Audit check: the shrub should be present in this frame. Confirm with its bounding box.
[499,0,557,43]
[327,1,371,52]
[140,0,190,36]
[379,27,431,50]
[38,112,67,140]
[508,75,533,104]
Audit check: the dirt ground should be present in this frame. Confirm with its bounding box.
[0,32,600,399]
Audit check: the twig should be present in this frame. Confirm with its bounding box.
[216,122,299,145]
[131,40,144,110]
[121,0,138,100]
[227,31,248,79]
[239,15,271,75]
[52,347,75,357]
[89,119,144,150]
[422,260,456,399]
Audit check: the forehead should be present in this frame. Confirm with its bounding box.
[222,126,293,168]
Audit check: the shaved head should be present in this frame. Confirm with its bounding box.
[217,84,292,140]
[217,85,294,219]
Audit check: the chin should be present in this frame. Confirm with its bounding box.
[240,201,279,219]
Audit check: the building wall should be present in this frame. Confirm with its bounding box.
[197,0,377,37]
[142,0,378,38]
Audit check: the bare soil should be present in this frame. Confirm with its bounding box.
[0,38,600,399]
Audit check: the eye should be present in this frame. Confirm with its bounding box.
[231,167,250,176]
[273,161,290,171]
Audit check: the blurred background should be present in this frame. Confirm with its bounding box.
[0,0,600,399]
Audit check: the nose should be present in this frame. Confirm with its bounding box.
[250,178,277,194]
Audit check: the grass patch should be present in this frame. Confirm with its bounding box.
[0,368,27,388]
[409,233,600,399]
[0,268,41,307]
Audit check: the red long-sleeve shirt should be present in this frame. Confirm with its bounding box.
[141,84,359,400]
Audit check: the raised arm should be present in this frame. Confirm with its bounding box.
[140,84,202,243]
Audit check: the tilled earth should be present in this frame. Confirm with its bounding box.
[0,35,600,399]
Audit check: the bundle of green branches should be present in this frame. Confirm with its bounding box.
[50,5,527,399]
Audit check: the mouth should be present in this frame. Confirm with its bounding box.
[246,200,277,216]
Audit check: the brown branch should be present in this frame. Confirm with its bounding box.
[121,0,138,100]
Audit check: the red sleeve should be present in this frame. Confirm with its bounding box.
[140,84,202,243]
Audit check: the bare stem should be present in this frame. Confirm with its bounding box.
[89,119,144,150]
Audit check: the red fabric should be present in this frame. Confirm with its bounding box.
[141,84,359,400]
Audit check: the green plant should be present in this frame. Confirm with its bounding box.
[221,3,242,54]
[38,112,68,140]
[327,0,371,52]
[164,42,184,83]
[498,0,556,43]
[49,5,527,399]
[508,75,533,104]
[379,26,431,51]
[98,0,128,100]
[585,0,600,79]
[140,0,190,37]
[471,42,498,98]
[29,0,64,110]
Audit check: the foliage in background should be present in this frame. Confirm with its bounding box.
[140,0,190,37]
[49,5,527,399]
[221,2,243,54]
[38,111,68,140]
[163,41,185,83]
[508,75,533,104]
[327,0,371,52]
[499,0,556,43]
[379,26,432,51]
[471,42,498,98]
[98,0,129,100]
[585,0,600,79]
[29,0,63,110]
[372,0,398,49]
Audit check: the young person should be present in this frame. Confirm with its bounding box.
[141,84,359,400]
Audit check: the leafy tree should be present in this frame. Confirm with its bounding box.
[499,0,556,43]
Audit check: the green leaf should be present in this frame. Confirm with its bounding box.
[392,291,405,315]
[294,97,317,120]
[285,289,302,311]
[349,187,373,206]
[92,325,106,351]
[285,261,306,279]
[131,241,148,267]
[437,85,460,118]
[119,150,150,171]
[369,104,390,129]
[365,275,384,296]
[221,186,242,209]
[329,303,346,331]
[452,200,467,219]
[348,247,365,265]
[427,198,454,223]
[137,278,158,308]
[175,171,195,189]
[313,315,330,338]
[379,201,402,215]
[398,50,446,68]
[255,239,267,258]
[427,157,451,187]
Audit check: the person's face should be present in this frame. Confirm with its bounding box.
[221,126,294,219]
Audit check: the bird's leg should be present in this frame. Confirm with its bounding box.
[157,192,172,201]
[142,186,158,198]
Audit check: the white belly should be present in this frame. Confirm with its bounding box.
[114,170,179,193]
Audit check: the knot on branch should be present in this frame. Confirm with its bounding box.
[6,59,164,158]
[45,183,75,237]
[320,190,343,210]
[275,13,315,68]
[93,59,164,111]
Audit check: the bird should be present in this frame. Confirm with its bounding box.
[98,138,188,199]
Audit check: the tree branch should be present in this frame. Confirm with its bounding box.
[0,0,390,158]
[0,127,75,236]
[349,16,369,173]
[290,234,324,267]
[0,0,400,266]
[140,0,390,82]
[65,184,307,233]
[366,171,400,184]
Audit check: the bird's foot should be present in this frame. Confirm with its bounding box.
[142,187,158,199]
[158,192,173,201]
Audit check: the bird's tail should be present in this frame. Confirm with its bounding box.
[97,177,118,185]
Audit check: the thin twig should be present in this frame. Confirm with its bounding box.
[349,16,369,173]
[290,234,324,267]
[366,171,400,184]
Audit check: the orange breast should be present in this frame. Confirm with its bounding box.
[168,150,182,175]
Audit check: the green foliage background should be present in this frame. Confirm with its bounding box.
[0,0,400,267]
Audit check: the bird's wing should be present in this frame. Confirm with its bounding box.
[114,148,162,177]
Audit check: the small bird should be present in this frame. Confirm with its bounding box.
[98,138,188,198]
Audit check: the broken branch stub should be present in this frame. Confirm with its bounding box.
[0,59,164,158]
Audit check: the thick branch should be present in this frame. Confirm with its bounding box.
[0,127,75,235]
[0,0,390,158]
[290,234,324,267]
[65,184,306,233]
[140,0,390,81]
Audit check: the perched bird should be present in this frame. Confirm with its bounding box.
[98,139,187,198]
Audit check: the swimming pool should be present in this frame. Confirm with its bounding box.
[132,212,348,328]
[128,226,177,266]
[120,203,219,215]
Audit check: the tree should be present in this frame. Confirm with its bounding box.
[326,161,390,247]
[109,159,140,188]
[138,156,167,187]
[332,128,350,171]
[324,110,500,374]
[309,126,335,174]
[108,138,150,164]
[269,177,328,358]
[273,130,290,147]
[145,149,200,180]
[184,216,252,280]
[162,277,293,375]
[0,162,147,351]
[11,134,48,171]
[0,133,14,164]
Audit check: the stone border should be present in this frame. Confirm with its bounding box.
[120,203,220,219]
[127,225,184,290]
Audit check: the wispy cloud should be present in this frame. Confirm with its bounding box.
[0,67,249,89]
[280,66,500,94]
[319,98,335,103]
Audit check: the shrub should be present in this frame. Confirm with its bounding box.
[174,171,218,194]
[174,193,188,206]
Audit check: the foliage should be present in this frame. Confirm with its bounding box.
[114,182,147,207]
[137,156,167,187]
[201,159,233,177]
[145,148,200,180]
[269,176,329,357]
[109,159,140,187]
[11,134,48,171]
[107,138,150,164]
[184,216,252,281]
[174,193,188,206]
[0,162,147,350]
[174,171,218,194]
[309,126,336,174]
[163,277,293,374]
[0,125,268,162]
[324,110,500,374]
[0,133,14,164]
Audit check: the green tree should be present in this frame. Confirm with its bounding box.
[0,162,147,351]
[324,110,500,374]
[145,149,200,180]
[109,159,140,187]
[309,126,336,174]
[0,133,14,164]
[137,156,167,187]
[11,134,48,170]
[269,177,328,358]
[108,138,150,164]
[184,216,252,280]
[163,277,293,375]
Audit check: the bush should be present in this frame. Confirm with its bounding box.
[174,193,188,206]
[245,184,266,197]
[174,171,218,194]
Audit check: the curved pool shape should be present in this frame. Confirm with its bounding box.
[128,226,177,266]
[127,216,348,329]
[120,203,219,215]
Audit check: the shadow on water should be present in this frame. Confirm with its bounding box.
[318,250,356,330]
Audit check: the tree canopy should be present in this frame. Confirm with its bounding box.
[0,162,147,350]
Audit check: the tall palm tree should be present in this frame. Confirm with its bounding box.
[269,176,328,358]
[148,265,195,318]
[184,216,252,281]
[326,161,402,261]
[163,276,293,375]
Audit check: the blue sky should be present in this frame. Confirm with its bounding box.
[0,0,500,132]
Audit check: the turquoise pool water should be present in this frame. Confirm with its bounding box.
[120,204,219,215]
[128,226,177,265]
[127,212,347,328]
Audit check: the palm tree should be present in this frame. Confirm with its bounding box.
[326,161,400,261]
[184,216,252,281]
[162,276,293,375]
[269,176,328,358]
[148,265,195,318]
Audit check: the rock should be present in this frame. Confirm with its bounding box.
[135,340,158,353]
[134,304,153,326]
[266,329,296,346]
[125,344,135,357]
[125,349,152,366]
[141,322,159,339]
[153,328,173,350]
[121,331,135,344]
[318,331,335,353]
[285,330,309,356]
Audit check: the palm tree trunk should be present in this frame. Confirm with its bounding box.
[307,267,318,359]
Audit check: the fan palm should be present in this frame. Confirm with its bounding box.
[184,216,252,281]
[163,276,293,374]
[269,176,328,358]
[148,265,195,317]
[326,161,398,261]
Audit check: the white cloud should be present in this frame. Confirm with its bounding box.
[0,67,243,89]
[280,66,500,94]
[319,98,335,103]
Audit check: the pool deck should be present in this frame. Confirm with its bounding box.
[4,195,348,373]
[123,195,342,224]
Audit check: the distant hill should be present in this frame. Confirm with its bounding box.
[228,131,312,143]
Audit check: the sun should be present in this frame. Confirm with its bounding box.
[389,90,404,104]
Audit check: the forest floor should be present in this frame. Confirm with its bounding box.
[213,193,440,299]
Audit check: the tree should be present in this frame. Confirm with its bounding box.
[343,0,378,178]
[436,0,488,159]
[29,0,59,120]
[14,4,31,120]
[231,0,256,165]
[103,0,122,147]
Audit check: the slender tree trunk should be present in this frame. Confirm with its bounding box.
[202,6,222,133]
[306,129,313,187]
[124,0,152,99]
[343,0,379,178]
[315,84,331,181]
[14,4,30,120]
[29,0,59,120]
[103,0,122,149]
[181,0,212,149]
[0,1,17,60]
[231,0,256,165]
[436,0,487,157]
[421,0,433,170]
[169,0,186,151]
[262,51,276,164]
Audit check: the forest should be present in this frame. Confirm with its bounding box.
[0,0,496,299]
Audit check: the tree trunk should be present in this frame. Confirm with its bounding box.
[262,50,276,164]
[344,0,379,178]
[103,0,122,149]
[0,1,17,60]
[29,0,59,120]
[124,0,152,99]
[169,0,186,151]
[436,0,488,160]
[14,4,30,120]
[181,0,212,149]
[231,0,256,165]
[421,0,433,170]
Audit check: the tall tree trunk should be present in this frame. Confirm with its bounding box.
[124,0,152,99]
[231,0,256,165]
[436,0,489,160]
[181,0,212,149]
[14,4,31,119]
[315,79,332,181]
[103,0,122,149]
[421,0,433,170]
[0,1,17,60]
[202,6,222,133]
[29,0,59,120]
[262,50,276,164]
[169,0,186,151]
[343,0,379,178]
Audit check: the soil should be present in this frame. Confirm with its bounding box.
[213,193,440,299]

Task prompt »
Copy the rows word for word, starting at the very first line and ending with the line that contains "[50,5,527,399]".

Task answer »
Audit check: the shrub should be present in this frame. Confirm with its bounding box.
[499,0,557,43]
[327,1,371,52]
[140,0,190,36]
[379,27,431,50]
[38,112,67,140]
[508,75,533,104]
Audit check: the dirt ground should be present in this frame. Confirm with its bounding box.
[0,32,600,399]
Audit check: the twig should be present in this frame. Confirm with its bounding box.
[216,122,299,145]
[131,40,144,110]
[121,0,138,100]
[227,31,248,79]
[239,15,271,75]
[52,347,75,357]
[89,119,144,150]
[422,260,456,399]
Audit check: the forehead should be present in this frame. Confirm with its bounding box.
[222,126,293,168]
Audit check: the shaved head should be present in this frame. Confirm with its bounding box.
[217,84,292,140]
[217,85,294,219]
Audit check: the chin should be present in this frame. Confirm with its bounding box.
[240,201,279,219]
Audit check: the building wall should be present in this frame. Confirm with its bounding box.
[197,0,377,37]
[142,0,378,38]
Audit check: the bare soil should be present in this frame. Confirm with its bounding box.
[0,38,600,399]
Audit check: the eye should be present in this frame. Confirm with its bounding box.
[231,167,250,176]
[273,161,290,171]
Audit check: the blurred background should be present in this frame. Confirm with its bounding box.
[0,0,600,399]
Audit check: the nose should be present in this frame. Confirm with its bounding box.
[250,178,277,194]
Audit check: the grass patch should be present in this frame. Confirm with its bounding box.
[0,368,27,388]
[409,233,600,399]
[0,268,41,307]
Audit check: the red long-sleeve shirt should be present in this frame. Confirm with its bounding box.
[141,84,359,400]
Audit check: the raised arm should be present in this frame. Confirm with its bounding box.
[140,84,202,243]
Audit check: the tilled earth should be present in this frame. Confirm with its bounding box.
[0,35,600,399]
Audit check: the bundle of green branches should be present in this frame. Confirm with its bounding box.
[50,5,527,399]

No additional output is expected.